Prompt ::
Type out the listing below exactly. Pictures stay out of it.

· · · · ·

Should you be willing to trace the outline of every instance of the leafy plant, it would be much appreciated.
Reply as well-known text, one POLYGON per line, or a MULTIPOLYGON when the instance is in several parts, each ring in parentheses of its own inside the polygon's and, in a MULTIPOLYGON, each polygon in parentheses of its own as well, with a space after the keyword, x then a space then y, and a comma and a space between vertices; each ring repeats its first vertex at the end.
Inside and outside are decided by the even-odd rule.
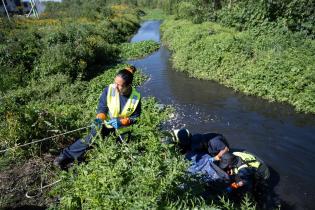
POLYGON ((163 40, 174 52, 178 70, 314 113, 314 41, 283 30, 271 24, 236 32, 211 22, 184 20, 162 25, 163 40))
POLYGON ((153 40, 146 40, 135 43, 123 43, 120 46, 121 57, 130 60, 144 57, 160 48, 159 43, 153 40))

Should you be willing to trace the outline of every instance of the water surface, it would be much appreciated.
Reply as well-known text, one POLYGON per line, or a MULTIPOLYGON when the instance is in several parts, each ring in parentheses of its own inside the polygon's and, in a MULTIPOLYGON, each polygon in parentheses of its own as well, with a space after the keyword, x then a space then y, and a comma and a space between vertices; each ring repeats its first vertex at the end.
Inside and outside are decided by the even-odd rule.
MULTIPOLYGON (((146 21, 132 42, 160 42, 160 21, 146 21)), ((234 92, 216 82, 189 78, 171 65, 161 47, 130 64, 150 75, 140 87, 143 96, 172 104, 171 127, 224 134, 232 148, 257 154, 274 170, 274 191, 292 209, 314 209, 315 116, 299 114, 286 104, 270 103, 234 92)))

· · · · ·

Written reply ::
Should you be willing to trace the outline of every instance of the leafy plant, it would be much appreciated.
Reply as well-known text, one POLYGON per line, or a MULTIPOLYGON when the instance is in several parts, each ring in parentheses of its own inside the polygon's and, in a MULTIPOLYGON, each polygon in parentheses of its own as well, with a space after the keyword, x then a space then y, and a comma and a space between vertices; each ring repeats its first vertex at the end.
Inside and outside are decided by the even-odd rule.
POLYGON ((163 40, 174 52, 178 70, 314 113, 314 41, 283 30, 271 24, 236 32, 211 22, 184 20, 162 25, 163 40))
POLYGON ((153 40, 146 40, 135 43, 123 43, 120 46, 121 57, 130 60, 144 57, 160 48, 159 43, 153 40))

Should you be willing to trace the outline of every instance of the water surface, it would be much appreciated.
Reply as well-known text, one POLYGON per line, or a MULTIPOLYGON when the instance is in several parts, each ring in parentheses of its own inside the polygon's and, in a MULTIPOLYGON, each polygon in parentheses of its own as well, with a space after the keyword, x then a space then y, and a comma and a space between vertices; each ring repeats its first vertex at the end.
Inside and outside are decided by the even-odd rule.
MULTIPOLYGON (((146 21, 132 42, 160 42, 160 21, 146 21)), ((234 92, 216 82, 189 78, 171 65, 161 47, 130 64, 150 75, 140 87, 143 96, 172 104, 171 127, 224 134, 232 148, 257 154, 274 170, 274 191, 292 209, 314 209, 315 116, 299 114, 286 104, 270 103, 234 92)))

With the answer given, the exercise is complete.